** start **
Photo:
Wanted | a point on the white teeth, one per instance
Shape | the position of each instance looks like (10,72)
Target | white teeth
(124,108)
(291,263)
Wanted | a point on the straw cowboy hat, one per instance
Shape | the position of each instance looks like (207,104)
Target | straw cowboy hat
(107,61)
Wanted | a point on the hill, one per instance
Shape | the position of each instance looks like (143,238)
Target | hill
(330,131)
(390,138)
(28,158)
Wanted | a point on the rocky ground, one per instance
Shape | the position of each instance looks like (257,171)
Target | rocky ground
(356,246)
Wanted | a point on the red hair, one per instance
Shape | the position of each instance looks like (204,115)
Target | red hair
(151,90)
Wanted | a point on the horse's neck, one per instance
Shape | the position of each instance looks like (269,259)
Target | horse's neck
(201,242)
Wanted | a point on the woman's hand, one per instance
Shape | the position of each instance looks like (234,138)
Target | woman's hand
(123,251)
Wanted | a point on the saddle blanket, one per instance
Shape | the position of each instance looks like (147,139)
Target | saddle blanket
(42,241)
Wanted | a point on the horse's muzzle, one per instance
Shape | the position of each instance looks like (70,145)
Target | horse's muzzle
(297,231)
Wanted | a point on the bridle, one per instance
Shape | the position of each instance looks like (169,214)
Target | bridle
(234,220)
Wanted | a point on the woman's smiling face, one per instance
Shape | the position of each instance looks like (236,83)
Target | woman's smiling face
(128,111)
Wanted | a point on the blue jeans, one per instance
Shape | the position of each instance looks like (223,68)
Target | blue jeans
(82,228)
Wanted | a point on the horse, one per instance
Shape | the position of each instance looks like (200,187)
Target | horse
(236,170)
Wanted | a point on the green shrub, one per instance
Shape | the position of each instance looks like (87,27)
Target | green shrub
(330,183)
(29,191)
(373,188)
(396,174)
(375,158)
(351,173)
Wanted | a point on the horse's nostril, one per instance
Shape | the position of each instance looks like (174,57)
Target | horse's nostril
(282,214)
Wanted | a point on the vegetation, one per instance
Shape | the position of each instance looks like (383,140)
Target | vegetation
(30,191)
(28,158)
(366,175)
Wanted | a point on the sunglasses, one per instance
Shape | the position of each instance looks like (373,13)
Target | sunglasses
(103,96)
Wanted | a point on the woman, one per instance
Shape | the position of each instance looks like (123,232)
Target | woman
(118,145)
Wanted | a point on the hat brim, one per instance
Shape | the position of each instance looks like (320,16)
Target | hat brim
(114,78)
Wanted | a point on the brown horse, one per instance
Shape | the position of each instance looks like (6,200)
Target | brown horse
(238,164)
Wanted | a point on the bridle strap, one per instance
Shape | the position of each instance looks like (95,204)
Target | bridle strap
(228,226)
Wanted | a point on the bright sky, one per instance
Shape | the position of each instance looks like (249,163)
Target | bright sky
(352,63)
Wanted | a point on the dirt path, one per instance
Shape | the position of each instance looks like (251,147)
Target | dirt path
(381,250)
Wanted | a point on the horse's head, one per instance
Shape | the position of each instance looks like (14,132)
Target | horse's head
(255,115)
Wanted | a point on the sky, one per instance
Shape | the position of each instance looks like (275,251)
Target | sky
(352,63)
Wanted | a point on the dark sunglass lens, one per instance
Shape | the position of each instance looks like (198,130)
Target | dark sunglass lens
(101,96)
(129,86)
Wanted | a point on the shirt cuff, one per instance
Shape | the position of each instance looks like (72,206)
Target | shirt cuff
** end **
** start **
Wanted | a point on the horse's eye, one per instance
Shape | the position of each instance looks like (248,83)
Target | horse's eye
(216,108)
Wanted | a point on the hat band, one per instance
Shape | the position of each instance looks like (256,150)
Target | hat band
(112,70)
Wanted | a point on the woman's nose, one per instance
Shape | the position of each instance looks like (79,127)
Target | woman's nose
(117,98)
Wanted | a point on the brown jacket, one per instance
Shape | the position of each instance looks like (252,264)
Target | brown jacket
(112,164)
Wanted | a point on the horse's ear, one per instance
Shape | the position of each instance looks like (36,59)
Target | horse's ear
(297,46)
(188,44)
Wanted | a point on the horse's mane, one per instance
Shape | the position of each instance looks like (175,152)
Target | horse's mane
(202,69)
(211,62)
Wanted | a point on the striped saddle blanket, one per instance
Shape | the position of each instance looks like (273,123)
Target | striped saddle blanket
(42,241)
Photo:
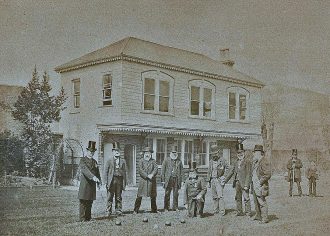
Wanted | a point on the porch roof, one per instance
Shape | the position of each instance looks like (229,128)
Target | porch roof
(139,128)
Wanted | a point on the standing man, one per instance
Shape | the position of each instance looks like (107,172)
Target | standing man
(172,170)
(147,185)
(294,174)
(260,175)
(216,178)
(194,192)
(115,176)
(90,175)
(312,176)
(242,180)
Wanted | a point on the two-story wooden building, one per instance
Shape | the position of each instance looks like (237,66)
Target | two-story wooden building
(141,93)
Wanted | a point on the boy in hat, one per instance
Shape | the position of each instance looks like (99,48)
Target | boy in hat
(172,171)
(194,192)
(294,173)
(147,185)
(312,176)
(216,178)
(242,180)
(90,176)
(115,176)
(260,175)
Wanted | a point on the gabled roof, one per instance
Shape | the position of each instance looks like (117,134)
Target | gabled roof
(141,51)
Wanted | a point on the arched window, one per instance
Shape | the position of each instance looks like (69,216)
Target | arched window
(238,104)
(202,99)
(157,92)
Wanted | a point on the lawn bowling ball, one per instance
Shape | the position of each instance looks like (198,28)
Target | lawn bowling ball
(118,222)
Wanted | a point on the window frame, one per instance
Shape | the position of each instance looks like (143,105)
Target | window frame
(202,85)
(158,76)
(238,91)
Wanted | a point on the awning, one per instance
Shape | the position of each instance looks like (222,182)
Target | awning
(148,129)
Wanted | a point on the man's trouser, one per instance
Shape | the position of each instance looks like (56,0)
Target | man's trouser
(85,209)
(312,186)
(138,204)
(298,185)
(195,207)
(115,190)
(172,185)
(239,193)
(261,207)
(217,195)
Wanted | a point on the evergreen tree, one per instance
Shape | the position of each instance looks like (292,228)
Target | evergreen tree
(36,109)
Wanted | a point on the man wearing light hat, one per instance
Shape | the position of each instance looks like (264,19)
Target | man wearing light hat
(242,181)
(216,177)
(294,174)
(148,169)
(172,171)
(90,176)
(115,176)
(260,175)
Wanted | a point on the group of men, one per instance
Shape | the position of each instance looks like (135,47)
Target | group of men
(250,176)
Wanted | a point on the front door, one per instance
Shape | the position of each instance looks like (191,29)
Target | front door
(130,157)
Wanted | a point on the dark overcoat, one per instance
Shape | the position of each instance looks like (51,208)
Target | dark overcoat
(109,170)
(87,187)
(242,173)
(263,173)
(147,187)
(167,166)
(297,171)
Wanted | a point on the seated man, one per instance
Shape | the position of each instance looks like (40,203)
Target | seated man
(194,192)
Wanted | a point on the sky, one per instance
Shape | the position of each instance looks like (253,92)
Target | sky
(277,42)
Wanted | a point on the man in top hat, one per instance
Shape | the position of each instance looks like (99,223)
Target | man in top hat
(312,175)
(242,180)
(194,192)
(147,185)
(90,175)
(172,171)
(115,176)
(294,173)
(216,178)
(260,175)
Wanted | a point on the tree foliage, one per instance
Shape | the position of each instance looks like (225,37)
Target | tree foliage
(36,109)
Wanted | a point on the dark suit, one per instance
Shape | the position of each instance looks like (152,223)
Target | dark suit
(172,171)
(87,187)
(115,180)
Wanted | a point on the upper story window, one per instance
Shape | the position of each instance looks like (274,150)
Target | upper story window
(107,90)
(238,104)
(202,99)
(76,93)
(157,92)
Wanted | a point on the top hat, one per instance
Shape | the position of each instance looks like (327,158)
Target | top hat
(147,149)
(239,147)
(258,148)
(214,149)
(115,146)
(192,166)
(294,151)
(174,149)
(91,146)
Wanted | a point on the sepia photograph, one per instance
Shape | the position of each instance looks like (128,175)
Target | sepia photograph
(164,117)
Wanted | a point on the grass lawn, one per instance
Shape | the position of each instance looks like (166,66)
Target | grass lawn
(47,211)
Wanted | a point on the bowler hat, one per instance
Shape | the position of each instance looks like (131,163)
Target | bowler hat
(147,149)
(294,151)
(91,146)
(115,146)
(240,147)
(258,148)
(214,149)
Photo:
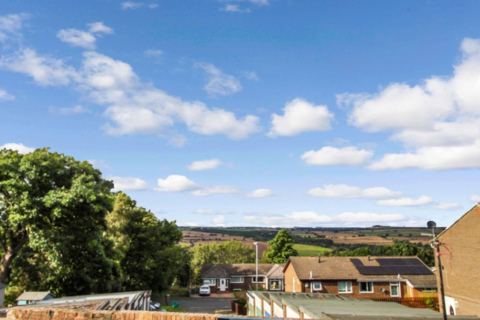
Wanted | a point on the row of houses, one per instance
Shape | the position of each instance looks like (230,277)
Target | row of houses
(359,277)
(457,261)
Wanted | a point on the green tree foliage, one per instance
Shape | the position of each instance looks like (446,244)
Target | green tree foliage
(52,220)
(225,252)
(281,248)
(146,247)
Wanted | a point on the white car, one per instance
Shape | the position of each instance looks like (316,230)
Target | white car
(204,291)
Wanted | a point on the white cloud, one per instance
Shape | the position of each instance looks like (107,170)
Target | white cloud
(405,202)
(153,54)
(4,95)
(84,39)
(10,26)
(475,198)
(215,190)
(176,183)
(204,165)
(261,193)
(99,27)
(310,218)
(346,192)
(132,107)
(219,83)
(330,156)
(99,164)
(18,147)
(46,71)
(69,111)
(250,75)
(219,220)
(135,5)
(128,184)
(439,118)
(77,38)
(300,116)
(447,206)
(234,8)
** end **
> TASK DIRECTIONS
Gather every line of the listing above that contains the string "grass".

> RIGHT ANSWER
Wanted | a point on the grass lawn, one per instance
Target | grass lawn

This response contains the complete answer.